• TASK INSTRUCTIONS: If a line in the data holds "window", copy that line out in full.

• STUDY MATERIAL:
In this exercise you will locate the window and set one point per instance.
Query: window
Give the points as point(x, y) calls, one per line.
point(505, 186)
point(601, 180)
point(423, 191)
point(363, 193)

• EXERCISE RESPONSE:
In this exercise you will locate the window and set one point per instance.
Query: window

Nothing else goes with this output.